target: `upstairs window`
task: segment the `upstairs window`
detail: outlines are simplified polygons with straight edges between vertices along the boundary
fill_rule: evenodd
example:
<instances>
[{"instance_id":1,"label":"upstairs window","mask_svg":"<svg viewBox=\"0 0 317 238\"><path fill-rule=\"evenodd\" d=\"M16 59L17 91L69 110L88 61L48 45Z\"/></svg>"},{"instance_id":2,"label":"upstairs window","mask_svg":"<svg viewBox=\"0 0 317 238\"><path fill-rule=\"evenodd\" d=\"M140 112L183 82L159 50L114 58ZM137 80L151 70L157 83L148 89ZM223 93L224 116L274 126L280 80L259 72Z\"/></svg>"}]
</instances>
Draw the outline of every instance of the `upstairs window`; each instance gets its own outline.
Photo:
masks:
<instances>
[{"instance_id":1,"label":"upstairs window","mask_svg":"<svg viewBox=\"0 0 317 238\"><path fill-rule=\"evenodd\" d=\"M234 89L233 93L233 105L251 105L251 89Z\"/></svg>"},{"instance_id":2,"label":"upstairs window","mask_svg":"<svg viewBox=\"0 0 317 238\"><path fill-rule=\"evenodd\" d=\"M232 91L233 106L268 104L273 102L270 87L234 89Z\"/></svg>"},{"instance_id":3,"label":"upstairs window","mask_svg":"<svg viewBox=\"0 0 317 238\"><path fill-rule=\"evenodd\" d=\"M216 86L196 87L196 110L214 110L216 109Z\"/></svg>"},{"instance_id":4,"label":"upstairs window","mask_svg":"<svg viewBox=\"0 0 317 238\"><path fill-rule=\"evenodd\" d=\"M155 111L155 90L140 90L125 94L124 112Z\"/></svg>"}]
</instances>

■ Short problem ■
Can you put every line of the material above into a numbered list, leaving out any blank lines?

■ Reply ■
1. target: `upstairs window`
2. task: segment the `upstairs window`
3. detail: outlines are simplified polygons with straight edges between vertices along the boundary
4. fill_rule: evenodd
5. example:
6. <instances>
7. [{"instance_id":1,"label":"upstairs window","mask_svg":"<svg viewBox=\"0 0 317 238\"><path fill-rule=\"evenodd\" d=\"M16 59L17 91L69 110L88 61L48 45Z\"/></svg>"},{"instance_id":2,"label":"upstairs window","mask_svg":"<svg viewBox=\"0 0 317 238\"><path fill-rule=\"evenodd\" d=\"M140 112L183 82L159 50L114 58ZM137 80L151 70L157 83L148 89ZM223 93L224 116L274 126L280 80L259 72Z\"/></svg>"}]
8. </instances>
9. Draw the outline of every instance of the `upstairs window`; each instance gets its own outline.
10. Photo:
11. masks:
12. <instances>
13. [{"instance_id":1,"label":"upstairs window","mask_svg":"<svg viewBox=\"0 0 317 238\"><path fill-rule=\"evenodd\" d=\"M234 89L233 93L233 105L251 105L251 89Z\"/></svg>"},{"instance_id":2,"label":"upstairs window","mask_svg":"<svg viewBox=\"0 0 317 238\"><path fill-rule=\"evenodd\" d=\"M232 91L233 106L268 104L273 102L270 87L234 89Z\"/></svg>"},{"instance_id":3,"label":"upstairs window","mask_svg":"<svg viewBox=\"0 0 317 238\"><path fill-rule=\"evenodd\" d=\"M216 86L196 87L196 110L214 110L216 109Z\"/></svg>"},{"instance_id":4,"label":"upstairs window","mask_svg":"<svg viewBox=\"0 0 317 238\"><path fill-rule=\"evenodd\" d=\"M155 111L155 90L140 90L125 94L124 112Z\"/></svg>"}]
14. </instances>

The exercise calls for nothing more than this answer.